SELECTED PASSAGE:
────────────────────────────────────────

I wrote a small quicksort implementation in matlab to sort some custom data. Because I am sorting a cell-array and I need the indexes of the sort-order and do not want to restructure the cell-array itself I need my own implementation (maybe there is one available that works, but I did not find it).
My current implementation works by partitioning into a left and right array and then passing these arrays to the recursive call. Because I do not know the size of left and and right I just grow them inside a loop which I know is horribly slow in matlab.
I know you can do an in place quicksort, but I was warned about never modifying the content of variables passed into a function, because call by reference is not implemented the way one would expect in matlab (or so I was told). Is this correct? Would an in-place quicksort work as expected in matlab or is there something I need to take care of? What other hints would you have for implementing this kind of thing?
Implementing a sort on complex data in user M-code is probably going to be a loss in terms of performance due to the overhead of M-level operations compared to Matlab's builtins. Try to reframe the operation in terms of Matlab's existing vectorized functions.

────────────────────────────────────────

(Point-per-instance localization data)

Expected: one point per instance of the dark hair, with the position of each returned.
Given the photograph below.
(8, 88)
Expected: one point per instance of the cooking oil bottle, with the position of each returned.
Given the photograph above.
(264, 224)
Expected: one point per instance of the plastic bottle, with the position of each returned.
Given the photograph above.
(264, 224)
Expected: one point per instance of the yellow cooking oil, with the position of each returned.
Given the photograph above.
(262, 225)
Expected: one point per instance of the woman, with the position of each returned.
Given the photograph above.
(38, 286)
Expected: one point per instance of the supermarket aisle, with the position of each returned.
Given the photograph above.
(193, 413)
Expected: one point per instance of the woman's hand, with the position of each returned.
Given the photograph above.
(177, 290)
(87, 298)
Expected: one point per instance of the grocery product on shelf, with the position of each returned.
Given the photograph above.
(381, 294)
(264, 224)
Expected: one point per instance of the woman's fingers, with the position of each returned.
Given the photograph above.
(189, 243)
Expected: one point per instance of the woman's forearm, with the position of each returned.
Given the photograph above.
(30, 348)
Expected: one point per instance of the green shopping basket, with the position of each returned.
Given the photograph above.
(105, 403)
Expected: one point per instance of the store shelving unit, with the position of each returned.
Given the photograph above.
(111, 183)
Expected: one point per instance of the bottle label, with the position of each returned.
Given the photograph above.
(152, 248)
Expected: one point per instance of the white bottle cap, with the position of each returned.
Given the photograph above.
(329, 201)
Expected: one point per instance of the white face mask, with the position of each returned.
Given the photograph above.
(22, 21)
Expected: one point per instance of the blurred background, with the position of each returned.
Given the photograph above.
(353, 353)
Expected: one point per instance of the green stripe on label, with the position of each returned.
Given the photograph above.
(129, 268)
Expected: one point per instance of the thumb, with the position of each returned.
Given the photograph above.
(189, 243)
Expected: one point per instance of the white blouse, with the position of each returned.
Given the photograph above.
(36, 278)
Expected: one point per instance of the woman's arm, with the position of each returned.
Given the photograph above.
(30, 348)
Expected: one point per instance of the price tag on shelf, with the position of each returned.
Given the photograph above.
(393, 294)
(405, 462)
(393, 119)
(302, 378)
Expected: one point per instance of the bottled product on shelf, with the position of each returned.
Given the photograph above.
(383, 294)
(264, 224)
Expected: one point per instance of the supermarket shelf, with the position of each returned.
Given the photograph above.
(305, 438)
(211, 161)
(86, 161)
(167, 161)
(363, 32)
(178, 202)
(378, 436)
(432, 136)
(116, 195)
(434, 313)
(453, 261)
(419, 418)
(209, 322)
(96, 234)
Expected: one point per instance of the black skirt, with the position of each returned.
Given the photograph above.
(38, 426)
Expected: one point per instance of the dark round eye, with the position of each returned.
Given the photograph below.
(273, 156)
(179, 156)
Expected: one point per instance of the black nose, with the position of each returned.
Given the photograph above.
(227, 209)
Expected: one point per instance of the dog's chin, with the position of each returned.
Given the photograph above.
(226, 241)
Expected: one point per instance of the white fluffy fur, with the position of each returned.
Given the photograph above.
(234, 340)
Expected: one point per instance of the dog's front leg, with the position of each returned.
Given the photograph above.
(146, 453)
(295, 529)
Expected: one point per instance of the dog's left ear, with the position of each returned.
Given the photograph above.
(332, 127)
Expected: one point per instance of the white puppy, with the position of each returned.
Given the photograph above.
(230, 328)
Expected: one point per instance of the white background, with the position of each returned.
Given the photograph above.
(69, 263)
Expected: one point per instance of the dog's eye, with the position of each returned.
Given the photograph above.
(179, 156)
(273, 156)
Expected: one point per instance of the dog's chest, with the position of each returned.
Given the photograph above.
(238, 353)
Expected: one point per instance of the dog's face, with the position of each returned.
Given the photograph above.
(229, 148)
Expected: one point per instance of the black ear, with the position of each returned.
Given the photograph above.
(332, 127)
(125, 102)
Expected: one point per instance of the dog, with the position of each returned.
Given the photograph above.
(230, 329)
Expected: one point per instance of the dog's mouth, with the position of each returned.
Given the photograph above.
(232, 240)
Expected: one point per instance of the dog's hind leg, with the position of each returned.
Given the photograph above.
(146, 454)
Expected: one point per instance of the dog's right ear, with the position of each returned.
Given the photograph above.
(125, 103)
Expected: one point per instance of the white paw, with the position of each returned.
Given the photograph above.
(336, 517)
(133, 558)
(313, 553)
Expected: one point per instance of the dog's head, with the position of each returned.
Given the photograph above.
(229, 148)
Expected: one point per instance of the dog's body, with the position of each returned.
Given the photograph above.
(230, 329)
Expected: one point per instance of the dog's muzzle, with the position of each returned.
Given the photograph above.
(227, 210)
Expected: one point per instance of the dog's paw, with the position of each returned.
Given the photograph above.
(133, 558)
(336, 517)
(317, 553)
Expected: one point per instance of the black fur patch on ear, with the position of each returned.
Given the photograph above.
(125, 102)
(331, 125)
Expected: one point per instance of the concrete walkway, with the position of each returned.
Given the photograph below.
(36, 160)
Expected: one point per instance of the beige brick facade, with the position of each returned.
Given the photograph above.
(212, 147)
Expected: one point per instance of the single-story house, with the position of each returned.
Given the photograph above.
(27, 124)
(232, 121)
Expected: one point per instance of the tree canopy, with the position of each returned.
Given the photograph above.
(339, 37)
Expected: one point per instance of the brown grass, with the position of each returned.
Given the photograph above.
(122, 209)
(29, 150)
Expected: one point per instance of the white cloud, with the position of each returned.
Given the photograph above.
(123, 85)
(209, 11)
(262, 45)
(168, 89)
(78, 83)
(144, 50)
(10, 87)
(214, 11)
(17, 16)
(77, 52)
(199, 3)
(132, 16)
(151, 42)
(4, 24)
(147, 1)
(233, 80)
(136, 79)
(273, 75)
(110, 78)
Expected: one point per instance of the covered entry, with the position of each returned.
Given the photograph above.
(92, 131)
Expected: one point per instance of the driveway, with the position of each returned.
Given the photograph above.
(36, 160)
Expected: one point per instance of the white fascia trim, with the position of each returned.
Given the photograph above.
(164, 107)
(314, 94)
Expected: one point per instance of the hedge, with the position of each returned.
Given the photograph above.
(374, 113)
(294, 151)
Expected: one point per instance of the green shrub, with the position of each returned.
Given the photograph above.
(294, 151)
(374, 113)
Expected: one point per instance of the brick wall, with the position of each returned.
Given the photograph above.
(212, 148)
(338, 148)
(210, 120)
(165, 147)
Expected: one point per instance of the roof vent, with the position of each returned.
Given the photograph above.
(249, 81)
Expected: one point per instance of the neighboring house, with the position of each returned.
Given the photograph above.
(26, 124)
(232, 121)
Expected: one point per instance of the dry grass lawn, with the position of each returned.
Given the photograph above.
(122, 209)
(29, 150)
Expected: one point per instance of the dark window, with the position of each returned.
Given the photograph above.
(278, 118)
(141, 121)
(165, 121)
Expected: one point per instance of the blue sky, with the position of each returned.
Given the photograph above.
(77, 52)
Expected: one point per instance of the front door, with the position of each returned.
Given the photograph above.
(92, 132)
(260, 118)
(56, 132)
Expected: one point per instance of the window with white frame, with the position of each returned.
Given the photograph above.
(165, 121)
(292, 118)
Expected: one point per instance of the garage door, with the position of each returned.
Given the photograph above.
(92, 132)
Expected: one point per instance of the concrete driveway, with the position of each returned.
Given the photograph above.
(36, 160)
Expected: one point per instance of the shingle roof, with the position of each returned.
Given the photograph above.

────────────────────────────────────────

BRIEF: In the MATLAB quicksort thread above, copy the passage from "I wrote a small" to "slow in matlab.".

RESULT OF THE EXERCISE:
I wrote a small quicksort implementation in matlab to sort some custom data. Because I am sorting a cell-array and I need the indexes of the sort-order and do not want to restructure the cell-array itself I need my own implementation (maybe there is one available that works, but I did not find it).
My current implementation works by partitioning into a left and right array and then passing these arrays to the recursive call. Because I do not know the size of left and and right I just grow them inside a loop which I know is horribly slow in matlab.